_Source extract_.
When we got under the hood, it was clear why: six disconnected data systems, nightly batch jobs, and no consistent governance model. One team had built their own data ingestion process with scripts that hadn't been touched in a year. Another was managing access through spreadsheets. The result? The models were smart. The environment wasn’t.
This is where most AI initiatives get stuck. Not because of ambition, but because the data platform was built for reporting, not reasoning.
To be clear: “modern” doesn’t automatically mean AI-ready.
Plenty of teams are already operating in and of the cloud, using contemporary tools, and running scheduled jobs through BigQuery). (In fact, we will use Google BigQuery as an example today.)But AI-readiness demands more than infrastructure — it requires intentional design.
At Cloudnyx, we use one core question to guide architecture discussions: Are your systems designed to feed intelligence, or just store data?
The difference comes down to a few key principles ofAI-ready data referencable architectures:
Eliminate silos with centralized governance through Dataplex, ensuring policy enforcement and access control are consistent across teams and tools.
Stream in fresh data using event-driven pipelines built on Pub/Sub and Dataflow, enabling near-real-time ingestion and transformation.
Maintain trust and compliance with auditable lineage and column-level access control via BigQuery policy tags.
These aren’t just technical upgrades. They’re what allow real-time intelligence to operate with context and control — especially at enterprise scale.
This becomes especially clear when you look at how most systems move data.
Batch pipelines — which still dominate in many enterprises — introduce lag between when something happens and when your systems know it. That lag compounds risk, slows decisions, and makes AI outputs less relevant.
We see this in everything from support workflows to personalization engines. Models trained on stale data produce stale results. Pipelines built for reporting can't keep up with interactive demands.
That’s why streaming matters.

_Data extract_.
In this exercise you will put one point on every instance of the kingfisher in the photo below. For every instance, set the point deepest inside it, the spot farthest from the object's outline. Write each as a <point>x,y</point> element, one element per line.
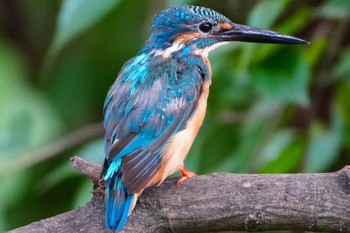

_Requirements_.
#1 In the AI-ready data article, can you shorten the paragraph that begins "Batch pipelines — which still dominate" or recast it as a list, keeping its main facts?
#2 In the AI-ready data article, what does the stretch from "We see this" through "why streaming matters." read like once you update it by replacing "support workflows" with "help desk workflows"?
#3 Can you take the AI-ready data article further, continuing it after its last sentence?

_The results_.
#1
- Batch pipelines are still the norm in many enterprises.
- They create a delay between when an event happens and when systems learn of it.
- That delay compounds risk, slows decisions, and makes AI outputs less relevant.

#2
We see this in everything from help desk workflows to personalization engines. Models trained on stale data produce stale results. Pipelines built for reporting can't keep up with interactive demands.
That’s why streaming matters.

#3
At Cloudnyx, our preferred pattern — Pub/Sub → Dataflow → BigQuery — enables not just faster data movement, but smarter behavior. BigQuery itself offers BigQuery ML, allowing users to create and run various machine learning models using standard Google SQL queries, supporting capabilities like forecasting, classification, clustering, embeddings, and vector search directly within the data warehouse.
For transactional workloads and globally consistent data, we integrate Cloud Spanner, providing scalable, strongly consistent relational storage that feeds directly into analytical pipelines. Spanner also offers integration with Vertex AI, enabling the invocation of ML models hosted on Vertex AI directly via SQL for predictions and text embeddings, and supports vector search. When these capabilities are paired with the broader Vertex AI property, this architecture doesn’t just support reporting — it enables live model updates, embedded agents, and decision systems that respond interactively.
The ultimate shift isn’t just technical. It’s philosophical.
Most legacy stacks are built around dashboards. Static charts, manually refreshed, used to summarize what’s already happened. Even nice shiny dynamic charts that change periodically still don’t inspire much different behavior. But AI doesn’t live in reports — it lives in the moment.
Are executives today asking for more dashboards? They’re asking why decisions are delayed. Why frontline teams don’t have answers. Why their assistants aren’t actually intelligent?
They’re not wrong. And they’re not alone.
According to Gartner, over 60% of enterprises are now prioritizing embedded AI over traditional BI in their 2025 roadmaps. That’s not a trend — it’s a directional shift in how enterprises think about value.
We call this evolution from presentation to participation. Your stack doesn’t just present information. It takes part in the outcome. YOU take part in the outcome; no longer bound to a dashboard making manual connections.
This is the work we’re focused on every day.
Our clients don’t come to us for dashboards. They come to us to turn data into action — and to architect for AI from the ground up.
That includes:
Event ingestion with Cloud Pub/Sub
Stream processing with Dataflow
Federated access and lineage via Dataplex and BigQuery policy tags
Model-ready pipelines built directly into Vertex AI Pipelines
These aren’t just boxes to check — they’re enablers of speed, trust, and scale.
This week, we’re digging deeper into what AI-ready architecture looks like in practice.
We’ll break down a real-world, interactive pipeline — from event to action — and show how architectural choices ripple through to model performance, agent responsiveness, and business value.
Because if your AI isn’t driving impact, the issue likely isn’t the model.
It is everything beneath it.
Let us make the foundation ready.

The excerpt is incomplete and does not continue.